SHORT PROBLEM 1 ::
In the acquisition case study, how many months were set as the target for completing the integration?

PAGE EXCERPT ::
Case Study 2007/8 - $150m Acquisition Integration

M&A Transition & Restructuring (2007-8).

 

In the last week of 2006 a Canadian global $150m software company acquired a US headquartered software company which was in turn half-way though acquiring and assimilating a Taiwanese based company. The acquired companies had more staff and similar revenue to the acquiring company. Stuart was tasked with project managing the integration of all three companies (excluding engineering which was managed separately) with a target completion in 15 months – very aggressive for the scale of merger.

 

There were strong synergies in combining the two companies:

Item                            Acquirer focus                        Acquired focus

Channel                        Retail                                        OEM

Geography                   America/EMEA                        APAC

Products                      Office Productivity                     Photo/Video

 

To realise these synergies required huge effort overcoming barriers in culture, time-zone, organisation, system integration and working practices. Stuart was one of the first staff on the ground in the Taiwan offices where the vast majority of the acquired companies’ staff worked. Presentations were made to all senior and middle management and their teams in groups of 6-8, explaining the reasons for the acquisition and giving a vision of the future to explain and engage them in the transition process. Much of this was done in the 3 months prior to the acquisition becoming final.

SHORT PROBLEM 2 ::
Retype the records below, beginning at the line that contains "Give a dot for each instance of the boeing" and stopping after the line that contains "Query: distant building". Leave the pictures out of your copy.

Named-object pointing records ::
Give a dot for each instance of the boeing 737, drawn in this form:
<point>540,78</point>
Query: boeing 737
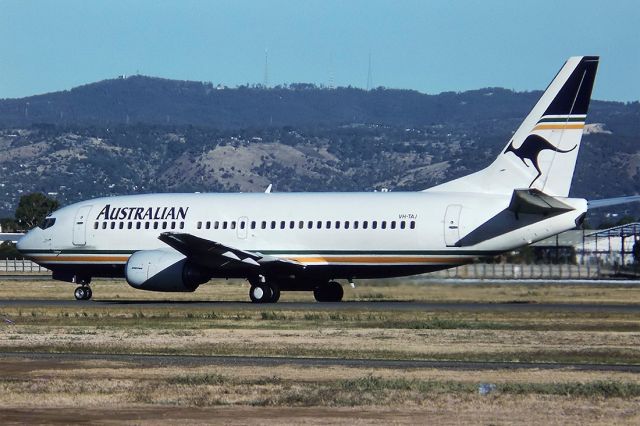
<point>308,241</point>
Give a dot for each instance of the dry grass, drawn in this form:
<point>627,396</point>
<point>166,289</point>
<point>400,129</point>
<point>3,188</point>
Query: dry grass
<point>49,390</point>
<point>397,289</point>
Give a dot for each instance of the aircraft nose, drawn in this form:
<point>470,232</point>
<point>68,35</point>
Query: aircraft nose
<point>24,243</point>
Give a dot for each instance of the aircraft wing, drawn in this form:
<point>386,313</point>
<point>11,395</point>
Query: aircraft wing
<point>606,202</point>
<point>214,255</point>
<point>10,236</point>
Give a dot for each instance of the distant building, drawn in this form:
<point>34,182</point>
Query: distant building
--
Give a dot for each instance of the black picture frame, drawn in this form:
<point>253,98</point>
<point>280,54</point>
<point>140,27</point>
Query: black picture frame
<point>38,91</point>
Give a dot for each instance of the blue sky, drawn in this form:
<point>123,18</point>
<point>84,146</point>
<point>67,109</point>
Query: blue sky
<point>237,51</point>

FULL OUTPUT 1 ::
15 months.

FULL OUTPUT 2 ::
Give a dot for each instance of the boeing 737, drawn in this form:
<point>540,78</point>
Query: boeing 737
<point>308,241</point>
Give a dot for each instance of the dry grass, drawn in this form:
<point>627,396</point>
<point>166,289</point>
<point>400,129</point>
<point>3,188</point>
Query: dry grass
<point>49,390</point>
<point>397,289</point>
Give a dot for each instance of the aircraft nose, drawn in this form:
<point>470,232</point>
<point>68,35</point>
Query: aircraft nose
<point>24,243</point>
Give a dot for each instance of the aircraft wing, drawn in this form:
<point>386,313</point>
<point>11,395</point>
Query: aircraft wing
<point>606,202</point>
<point>214,255</point>
<point>10,236</point>
Give a dot for each instance of the distant building, drawn in this form:
<point>34,182</point>
Query: distant building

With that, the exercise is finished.